**CHALLENGES**
1 – In the wifi troubleshooting thread below, what status line appears in the output of the ifconfig wlan0 command?
2 – Please list every configuration file that the reply in the wifi troubleshooting thread names as a possible source of the problem.
3 – Set down a passage from the wifi troubleshooting thread word for word, beginning at the words "status: no carrier" and stopping after "(Apr 22, 2018)".

**EXTRACT PROVIDED**

------------------------------------------------

ILUXA Sensucht94  Thanks for your help.

However, still no luck. exactly the same thing happening.  When i do ifconfig wlan0 scan, it does show my wifi SSID.   And I can connect my phone & windows laptop to my wifi without any issues

I also tried by command line:

#ifconfig wlan0 ssid myssid wepkey mykey deftxkey 1 up

#ifconfig wlan0 (below are some lines from output of this command)

status: no carrier
ssid myssid channel 3 (2422 MHz 11g)
regdomain 101 indoor ecm authmode OPEN privacy OFF deftxkey 1
wepkey 1:104-bit txpower 20 bmiss 7 scanvalid 60 protmode CTS wme burst bintval 0
groups: wlan


----------



## Sensucht94 (Apr 22, 2018)

Usually, if the network interface (wlan0) for the device node (ath0) has been configured properly, the problem lays in the network configuration (e.g. rc.conf, wpa_supplicant.conf, resolv.conf). Is it a WEP network you're trying to connect to then?

------------------------------------------------

**INFORMATION PROVIDED**
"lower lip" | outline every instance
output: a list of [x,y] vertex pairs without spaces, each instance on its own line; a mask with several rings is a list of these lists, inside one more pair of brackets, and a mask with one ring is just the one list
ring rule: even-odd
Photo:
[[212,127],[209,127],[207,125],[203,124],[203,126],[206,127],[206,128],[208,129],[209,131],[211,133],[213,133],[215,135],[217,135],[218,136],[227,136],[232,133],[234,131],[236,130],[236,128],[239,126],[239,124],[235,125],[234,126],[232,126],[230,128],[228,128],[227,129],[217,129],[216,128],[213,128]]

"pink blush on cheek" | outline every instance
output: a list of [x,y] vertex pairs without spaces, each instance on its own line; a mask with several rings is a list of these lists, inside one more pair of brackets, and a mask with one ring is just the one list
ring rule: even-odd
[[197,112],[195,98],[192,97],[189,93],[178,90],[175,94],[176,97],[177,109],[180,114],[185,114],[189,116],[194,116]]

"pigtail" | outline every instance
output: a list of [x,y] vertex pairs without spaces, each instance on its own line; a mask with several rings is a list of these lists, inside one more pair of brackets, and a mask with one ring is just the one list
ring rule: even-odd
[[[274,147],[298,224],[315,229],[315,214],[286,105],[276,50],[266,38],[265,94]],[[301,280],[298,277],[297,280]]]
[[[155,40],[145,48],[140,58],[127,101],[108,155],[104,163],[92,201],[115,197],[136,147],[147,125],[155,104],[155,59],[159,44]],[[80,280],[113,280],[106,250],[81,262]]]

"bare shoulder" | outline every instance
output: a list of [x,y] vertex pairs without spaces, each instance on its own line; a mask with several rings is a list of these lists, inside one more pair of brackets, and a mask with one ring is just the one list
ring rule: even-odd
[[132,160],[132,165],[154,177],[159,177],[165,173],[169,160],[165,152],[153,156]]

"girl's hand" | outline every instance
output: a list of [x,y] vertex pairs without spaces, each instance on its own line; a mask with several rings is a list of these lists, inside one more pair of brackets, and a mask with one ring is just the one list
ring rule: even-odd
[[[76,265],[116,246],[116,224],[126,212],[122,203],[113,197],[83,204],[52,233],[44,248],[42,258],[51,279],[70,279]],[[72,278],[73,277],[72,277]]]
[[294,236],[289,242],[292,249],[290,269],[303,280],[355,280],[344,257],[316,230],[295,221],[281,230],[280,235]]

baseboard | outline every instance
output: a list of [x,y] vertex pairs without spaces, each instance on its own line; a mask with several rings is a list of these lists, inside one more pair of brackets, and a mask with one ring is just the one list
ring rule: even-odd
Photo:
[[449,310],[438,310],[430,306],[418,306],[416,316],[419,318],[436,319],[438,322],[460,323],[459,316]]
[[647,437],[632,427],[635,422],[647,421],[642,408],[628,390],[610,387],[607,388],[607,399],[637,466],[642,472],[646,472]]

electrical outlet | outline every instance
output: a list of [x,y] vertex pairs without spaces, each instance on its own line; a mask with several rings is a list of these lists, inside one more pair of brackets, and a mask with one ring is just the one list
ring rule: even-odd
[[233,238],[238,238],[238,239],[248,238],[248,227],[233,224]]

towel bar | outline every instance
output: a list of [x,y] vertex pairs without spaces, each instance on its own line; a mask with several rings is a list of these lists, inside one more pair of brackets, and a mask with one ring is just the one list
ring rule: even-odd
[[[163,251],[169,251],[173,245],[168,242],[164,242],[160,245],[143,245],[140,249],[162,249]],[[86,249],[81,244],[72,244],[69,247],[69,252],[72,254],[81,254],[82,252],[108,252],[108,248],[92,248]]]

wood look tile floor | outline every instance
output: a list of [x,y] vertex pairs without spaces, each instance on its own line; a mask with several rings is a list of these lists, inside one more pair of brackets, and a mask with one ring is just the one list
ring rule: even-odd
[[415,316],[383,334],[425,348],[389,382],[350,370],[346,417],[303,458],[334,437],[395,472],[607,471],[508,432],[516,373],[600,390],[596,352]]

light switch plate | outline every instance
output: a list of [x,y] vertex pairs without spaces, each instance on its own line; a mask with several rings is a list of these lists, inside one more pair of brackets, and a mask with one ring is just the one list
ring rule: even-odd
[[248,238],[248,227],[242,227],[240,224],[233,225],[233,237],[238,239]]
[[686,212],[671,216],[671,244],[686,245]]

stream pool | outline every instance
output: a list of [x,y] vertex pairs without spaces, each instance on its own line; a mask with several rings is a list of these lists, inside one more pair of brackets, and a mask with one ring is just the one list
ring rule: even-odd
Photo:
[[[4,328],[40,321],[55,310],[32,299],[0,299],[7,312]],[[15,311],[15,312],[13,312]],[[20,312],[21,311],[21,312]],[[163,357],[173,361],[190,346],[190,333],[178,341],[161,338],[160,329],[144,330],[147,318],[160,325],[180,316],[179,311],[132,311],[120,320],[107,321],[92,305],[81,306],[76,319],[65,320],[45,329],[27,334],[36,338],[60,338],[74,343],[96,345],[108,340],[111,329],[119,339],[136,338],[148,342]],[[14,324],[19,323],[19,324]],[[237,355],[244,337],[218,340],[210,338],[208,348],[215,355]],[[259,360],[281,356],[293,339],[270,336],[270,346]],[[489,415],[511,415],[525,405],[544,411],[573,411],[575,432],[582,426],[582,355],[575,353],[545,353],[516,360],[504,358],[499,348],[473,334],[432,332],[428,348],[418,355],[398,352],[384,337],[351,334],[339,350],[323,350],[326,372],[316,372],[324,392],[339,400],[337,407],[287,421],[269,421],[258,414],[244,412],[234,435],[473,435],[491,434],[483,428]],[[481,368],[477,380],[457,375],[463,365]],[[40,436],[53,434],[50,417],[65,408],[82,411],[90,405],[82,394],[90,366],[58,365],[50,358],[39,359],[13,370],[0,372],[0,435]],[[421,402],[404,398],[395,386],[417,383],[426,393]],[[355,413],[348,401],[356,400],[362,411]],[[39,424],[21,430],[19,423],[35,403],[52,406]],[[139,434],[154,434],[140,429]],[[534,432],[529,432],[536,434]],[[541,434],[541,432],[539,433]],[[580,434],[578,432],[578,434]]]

------------------------------------------------

**THE RESULTS**
1 – status: no carrier

2 – rc.conf, wpa_supplicant.conf, resolv.conf

3 –
status: no carrier
ssid myssid channel 3 (2422 MHz 11g)
regdomain 101 indoor ecm authmode OPEN privacy OFF deftxkey 1
wepkey 1:104-bit txpower 20 bmiss 7 scanvalid 60 protmode CTS wme burst bintval 0
groups: wlan


----------



## Sensucht94 (Apr 22, 2018)